▶ [TRY IT]
What does the data read, word for word, from the line containing "Locate every instance" through its final line? Give those lines only.

[Photo-based referring expression data]
----------------
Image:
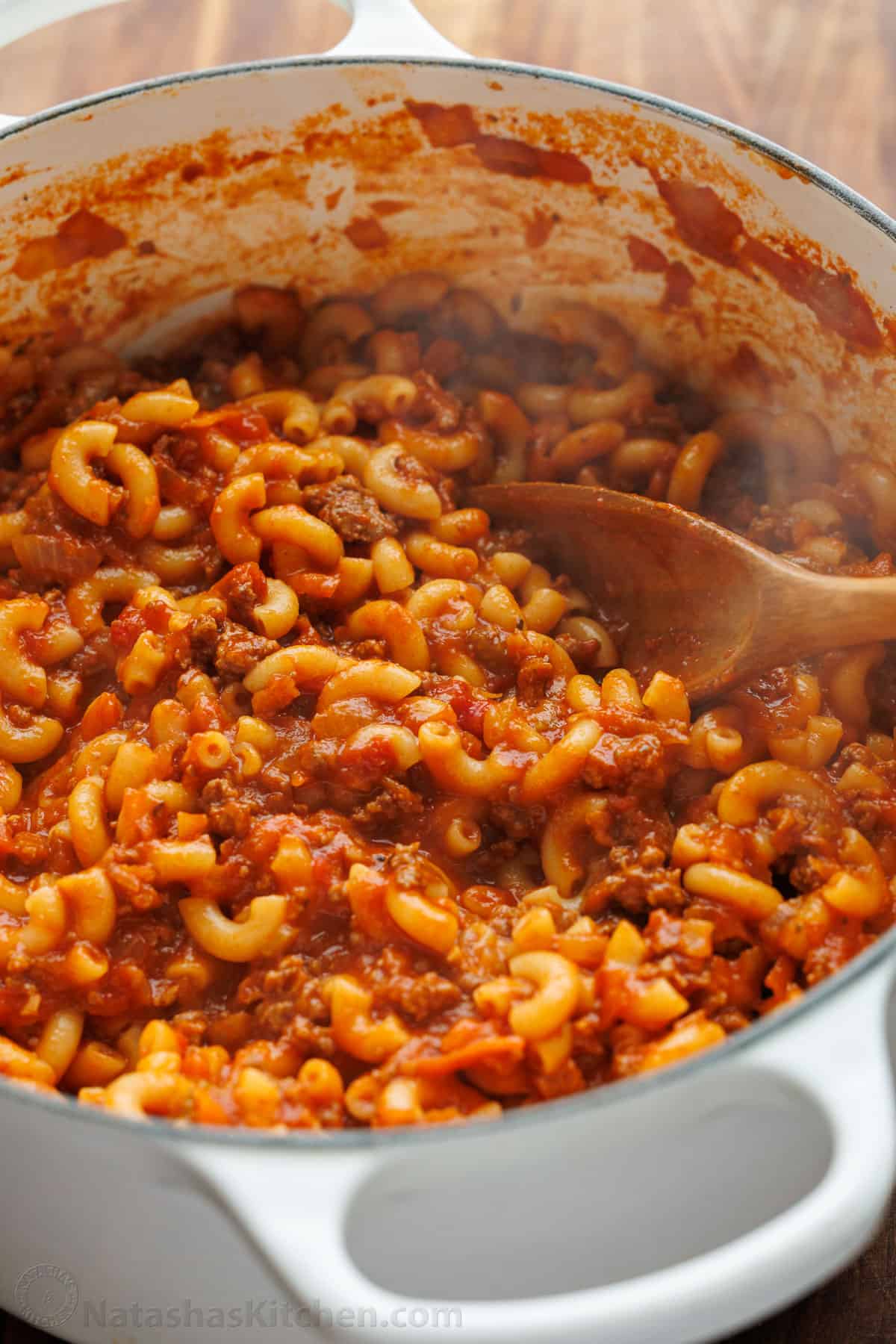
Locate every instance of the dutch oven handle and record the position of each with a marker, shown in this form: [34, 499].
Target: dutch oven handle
[299, 1209]
[379, 27]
----------------
▶ [RESULT OF THIS TASK]
Locate every instance of the dutch oven handle and record the position of each with a marker, shown in this form: [34, 499].
Target: dutch oven handle
[299, 1209]
[379, 27]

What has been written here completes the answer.